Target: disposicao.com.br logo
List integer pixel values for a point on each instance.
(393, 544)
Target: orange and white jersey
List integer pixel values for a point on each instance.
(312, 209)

──────

Exercise details: Copy the records above word for word, keeping every line as it appears.

Task answer:
Target: disposicao.com.br logo
List integer pixel values for a point on each instance.
(393, 544)
Target: orange and white jersey
List integer pixel values for a point on each instance.
(312, 209)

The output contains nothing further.